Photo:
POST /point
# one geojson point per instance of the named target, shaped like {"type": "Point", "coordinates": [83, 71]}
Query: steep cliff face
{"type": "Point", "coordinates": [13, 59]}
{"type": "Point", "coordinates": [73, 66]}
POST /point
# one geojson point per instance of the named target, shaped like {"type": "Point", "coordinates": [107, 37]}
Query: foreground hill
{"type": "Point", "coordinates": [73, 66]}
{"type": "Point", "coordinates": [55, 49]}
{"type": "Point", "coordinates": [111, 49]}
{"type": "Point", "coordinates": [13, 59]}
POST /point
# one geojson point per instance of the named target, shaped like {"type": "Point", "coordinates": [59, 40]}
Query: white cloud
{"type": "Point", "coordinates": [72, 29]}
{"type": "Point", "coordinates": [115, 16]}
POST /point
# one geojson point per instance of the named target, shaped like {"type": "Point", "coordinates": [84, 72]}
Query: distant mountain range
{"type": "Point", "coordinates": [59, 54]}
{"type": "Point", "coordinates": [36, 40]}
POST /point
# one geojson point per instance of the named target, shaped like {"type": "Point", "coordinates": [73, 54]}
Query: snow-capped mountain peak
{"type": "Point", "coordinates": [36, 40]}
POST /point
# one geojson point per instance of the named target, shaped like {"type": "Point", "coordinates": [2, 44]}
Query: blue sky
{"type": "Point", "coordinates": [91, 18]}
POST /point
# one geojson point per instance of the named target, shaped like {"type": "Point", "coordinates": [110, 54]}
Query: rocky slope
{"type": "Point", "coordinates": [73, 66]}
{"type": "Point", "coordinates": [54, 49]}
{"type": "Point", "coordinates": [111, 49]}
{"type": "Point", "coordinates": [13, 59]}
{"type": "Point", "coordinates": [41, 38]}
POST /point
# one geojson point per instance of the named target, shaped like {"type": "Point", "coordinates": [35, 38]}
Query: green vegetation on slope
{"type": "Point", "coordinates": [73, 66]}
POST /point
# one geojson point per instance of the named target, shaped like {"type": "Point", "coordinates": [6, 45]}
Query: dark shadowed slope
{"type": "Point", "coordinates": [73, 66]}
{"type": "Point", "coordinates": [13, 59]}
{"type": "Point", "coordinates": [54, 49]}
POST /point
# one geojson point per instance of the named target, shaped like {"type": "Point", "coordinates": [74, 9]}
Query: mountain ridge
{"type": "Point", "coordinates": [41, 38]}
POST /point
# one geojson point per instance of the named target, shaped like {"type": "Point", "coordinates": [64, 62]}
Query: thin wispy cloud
══════
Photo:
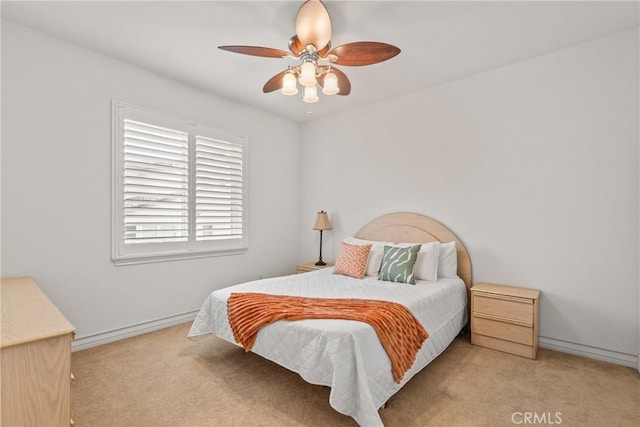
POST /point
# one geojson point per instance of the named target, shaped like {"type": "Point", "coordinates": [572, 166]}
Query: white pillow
══════
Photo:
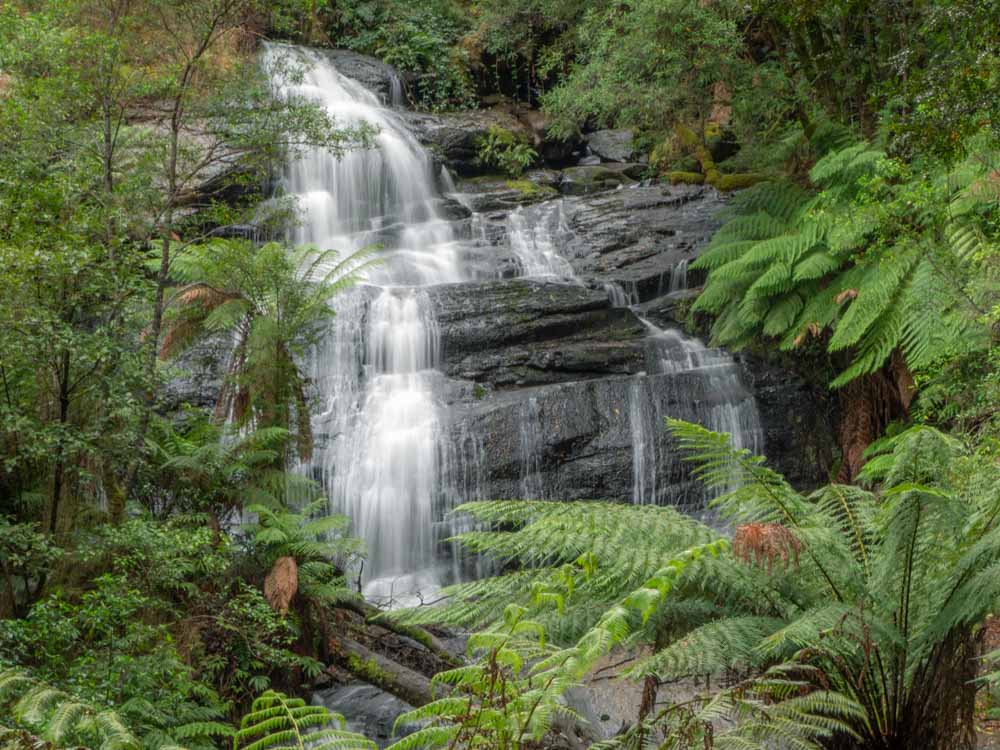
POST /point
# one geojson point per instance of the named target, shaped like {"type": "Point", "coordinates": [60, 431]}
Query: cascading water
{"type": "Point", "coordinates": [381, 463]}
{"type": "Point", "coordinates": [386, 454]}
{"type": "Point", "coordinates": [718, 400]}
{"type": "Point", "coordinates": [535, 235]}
══════
▶ _GIVEN REQUEST_:
Pull out every line in the records above that contains the string "slope", matching case exactly.

▶ _WRITTEN SOLUTION_:
Query: rocky slope
Query: green vegetation on slope
Query: dark shadowed slope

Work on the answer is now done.